WHAT IS EXPECTED: Quote all entries in full, exactly.

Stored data
-*-*-
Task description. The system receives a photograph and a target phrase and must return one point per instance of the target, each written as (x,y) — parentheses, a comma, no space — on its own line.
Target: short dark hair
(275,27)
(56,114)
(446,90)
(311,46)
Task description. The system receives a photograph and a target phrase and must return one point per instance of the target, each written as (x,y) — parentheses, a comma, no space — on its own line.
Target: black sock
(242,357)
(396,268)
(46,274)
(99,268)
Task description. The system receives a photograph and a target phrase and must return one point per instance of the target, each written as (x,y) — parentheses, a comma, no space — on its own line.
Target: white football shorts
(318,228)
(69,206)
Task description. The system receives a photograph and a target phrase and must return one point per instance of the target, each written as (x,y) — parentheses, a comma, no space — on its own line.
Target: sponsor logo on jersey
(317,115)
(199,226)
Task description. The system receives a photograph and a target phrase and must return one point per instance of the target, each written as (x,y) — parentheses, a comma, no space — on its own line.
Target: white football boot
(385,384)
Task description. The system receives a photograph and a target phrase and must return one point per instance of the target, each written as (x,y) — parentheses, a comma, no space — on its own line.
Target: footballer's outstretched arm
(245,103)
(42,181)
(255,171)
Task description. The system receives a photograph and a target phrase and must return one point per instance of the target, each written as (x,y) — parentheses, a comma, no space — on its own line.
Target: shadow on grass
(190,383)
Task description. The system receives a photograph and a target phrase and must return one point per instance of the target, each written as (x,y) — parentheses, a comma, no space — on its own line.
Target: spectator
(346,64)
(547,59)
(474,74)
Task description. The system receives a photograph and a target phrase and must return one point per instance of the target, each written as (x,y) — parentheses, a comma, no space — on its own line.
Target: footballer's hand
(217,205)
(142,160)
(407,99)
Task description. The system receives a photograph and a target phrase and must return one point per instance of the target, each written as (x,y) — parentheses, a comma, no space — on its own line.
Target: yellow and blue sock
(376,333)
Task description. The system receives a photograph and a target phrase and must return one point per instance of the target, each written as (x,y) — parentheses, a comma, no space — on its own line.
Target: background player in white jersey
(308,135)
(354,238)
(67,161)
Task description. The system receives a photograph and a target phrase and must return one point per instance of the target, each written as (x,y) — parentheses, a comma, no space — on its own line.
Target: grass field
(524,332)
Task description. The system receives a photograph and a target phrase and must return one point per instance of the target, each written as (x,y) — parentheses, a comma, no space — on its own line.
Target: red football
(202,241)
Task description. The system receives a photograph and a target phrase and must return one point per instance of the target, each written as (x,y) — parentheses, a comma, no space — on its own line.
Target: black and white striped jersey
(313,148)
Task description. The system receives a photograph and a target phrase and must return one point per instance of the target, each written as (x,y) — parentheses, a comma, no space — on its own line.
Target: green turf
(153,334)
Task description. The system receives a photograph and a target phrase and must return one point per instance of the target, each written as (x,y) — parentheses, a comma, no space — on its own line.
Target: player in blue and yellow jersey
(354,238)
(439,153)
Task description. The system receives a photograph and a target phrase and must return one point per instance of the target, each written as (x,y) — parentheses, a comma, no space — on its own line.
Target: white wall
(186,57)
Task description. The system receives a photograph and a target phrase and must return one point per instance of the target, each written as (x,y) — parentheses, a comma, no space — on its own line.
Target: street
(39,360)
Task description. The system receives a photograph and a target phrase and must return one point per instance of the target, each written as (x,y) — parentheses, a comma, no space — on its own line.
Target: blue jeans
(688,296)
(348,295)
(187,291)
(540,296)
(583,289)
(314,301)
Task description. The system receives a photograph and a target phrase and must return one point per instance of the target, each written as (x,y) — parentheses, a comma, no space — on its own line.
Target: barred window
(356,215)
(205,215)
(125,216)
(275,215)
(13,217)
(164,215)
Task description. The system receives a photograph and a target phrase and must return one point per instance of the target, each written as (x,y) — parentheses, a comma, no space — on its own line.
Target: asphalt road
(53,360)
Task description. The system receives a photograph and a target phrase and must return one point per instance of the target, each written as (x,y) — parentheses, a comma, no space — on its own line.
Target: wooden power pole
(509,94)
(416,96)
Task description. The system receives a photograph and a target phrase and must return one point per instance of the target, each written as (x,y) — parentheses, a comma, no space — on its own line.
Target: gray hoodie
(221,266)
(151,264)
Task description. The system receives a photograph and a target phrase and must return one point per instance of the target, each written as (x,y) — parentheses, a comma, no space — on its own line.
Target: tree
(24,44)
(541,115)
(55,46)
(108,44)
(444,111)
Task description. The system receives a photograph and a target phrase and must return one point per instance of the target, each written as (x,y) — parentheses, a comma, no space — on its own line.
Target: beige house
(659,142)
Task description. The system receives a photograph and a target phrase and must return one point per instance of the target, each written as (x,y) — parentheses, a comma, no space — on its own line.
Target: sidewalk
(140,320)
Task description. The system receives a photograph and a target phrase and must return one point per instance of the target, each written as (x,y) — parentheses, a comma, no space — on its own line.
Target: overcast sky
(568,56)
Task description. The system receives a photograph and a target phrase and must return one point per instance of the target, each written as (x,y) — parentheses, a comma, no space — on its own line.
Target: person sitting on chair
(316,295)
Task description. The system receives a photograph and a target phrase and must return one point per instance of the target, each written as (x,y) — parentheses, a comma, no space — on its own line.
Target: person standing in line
-*-*-
RESPONSE TO THIS TASK:
Task description. The system receives a photograph and a target phrase and must return one point per instance of the target, each written as (x,y) — parentheses, a comma, no space — on its own line.
Target: short dark hair
(275,27)
(56,114)
(446,90)
(311,46)
Task description. The system receives a photograph and a target phrase and must return one point per instance of the target, each written as (x,y) — parentheses, a comma, no space — on its own line.
Target: black sock
(242,357)
(396,268)
(46,274)
(99,268)
Task description. The system receives a photograph and a target phrase and must return one point per instance of the target, each written as (x,y) — parentheses, a comma, no space — on its own line.
Target: white football shorts
(318,228)
(69,206)
Task description. The system receives a photograph and a target phrase and must return one point per instance of the target, each written as (x,y) — parentheses, a comma, no space — on its own line.
Target: sponsor logo on jersey
(317,115)
(199,226)
Task description. The system receives a photograph and a target phrase and must return one point per instance of the target, each written as (x,y) — parentheses, a comma, no space — on its own line.
Target: white football boot
(385,384)
Task description. The system receives a photograph and a target phrase and must return one point per instance of the target, each written as (x,y) — parentheses, a comma, no space — on its own line.
Target: footballer's outstretched arm
(245,103)
(42,181)
(255,171)
Task description. The system receives a photograph and a target phrase and must return one point per instance of the target, each written as (x,y) — parentheses, a comma, no space — on its own line.
Target: shadow on grass
(190,383)
Task description. The system receives a photograph and a target phrase and must return one point per instance of the target, each written as (x,y) — parentheses, a comma, no space — on its own line.
Target: spectator
(346,64)
(547,59)
(474,74)
Task description. The system receives a photograph and a target phrase and must return one point per instance of the target, each written as (x,y) — parentheses, a comma, no space — on its own line.
Target: footballer's hand
(217,205)
(142,160)
(407,99)
Task description. The system receives a photograph and a target phrase and must return one point per instance of the target, each written as (x,y) — parentheses, a comma, no space — on its own line.
Target: yellow and blue sock
(376,333)
Task description. The system receives a photograph and a target phrase and must return one point per instance of the target, each written as (x,y) — parentheses, a comma, no space — on its own line.
Target: background player in white jersey
(308,135)
(354,238)
(67,161)
Task description. The system receives a photograph and a target phrase and must return one point per instance of the target, each written as (x,y) — parentheses, a comma, no space — on its own line.
Target: grass field
(524,332)
Task description. The system receives a photograph and a target phrase and must return one point per instance of the target, each written as (x,y) — parentheses, a comma, no space — on its own line.
Target: red football
(202,241)
Task description. The system receives a photograph and a target phrase and must return one point per instance of the target, each written as (x,y) — parentheses, a comma, no space — on its own line.
Target: black and white striped jersey
(313,148)
Task description. The system receives a photograph and a target phrase and must return one point per instance of the target, each written as (x,y) — parentheses, a comma, no space — on its own line.
Target: green turf
(153,334)
Task description. The system receives a photograph and a target phrase and must return one point per instance of the target, each written as (x,y) — parentheses, a comma, no space — on its own line.
Target: player in blue and yellow jersey
(354,238)
(439,153)
Task description. The system receives a photograph and a target phrase and must return one point per instance of the target, each written as (x,y) — parentheses, a comma, no space — on its own line.
Target: white wall
(186,57)
Task description. The system receives a photograph and a target phrase and must return one point per instance of the target, each written as (x,y) — parentheses, a comma, no space — on its own line.
Target: street
(39,360)
Task description. The system receives a photograph and a target phrase and must return one point per instance of the target, each written as (x,y) — parentheses, a comma, no space — on its own line.
Target: blue jeans
(688,296)
(348,295)
(187,291)
(540,296)
(583,289)
(314,301)
Task description. The system receives a photograph and a target phrase and must return one point per instance of the target, each written as (x,y) — parentheses, a comma, no space — on its own line.
Target: barred window
(356,215)
(205,215)
(125,216)
(275,215)
(13,217)
(164,215)
Task description. The system receives a photograph and a target phrase and must return one point per instance of the target, each written as (x,y) — parentheses, a comma, no space — on its own line.
Target: asphalt road
(53,360)
Task description. The system receives a photograph and a target phrase and must return one point per instance of the target, each written as (x,y) — parentheses, a comma, no space — on its own line.
Target: wooden power pole
(509,94)
(416,96)
Task description. The system receives a photograph and a target phrase and must return one point per instance of the target, each written as (x,y) — parentheses, a comma, no space — on its own line.
Target: gray hoodie
(221,266)
(151,264)
Task description. The system receives a photograph and a target phrase and must return one point per instance of the target, each written as (x,y) — parentheses, a comma, no space — on its own line.
Target: tree
(24,44)
(541,115)
(55,46)
(108,44)
(444,111)
Task description. The system receives a photograph and a target phrase and must return one point per instance of the target, each written as (x,y) — parentheses, a comma, no space — on its own line.
Target: beige house
(659,142)
Task description. The system receives a photograph and a target phrase and must return one point per instance of the target, each written as (x,y) — parentheses, a comma, no space — on its own line.
Target: sidewalk
(140,320)
Task description. The system receives a photograph and a target phrase and must return one point per instance of the target, each written as (x,y) — parentheses, a comma, no space — on its own line.
Target: overcast sky
(568,56)
Task description. The system receives a photograph and a target phrase and must return one point per instance of the target, each written as (x,y) — parentheses, a comma, no space — on its own line.
Target: person sitting on chair
(316,295)
Task description. The system receives a photograph and a target phrase and must return one point per instance of the target, each written as (x,y) — parentheses, a comma, no space — on its own line.
Target: person standing in line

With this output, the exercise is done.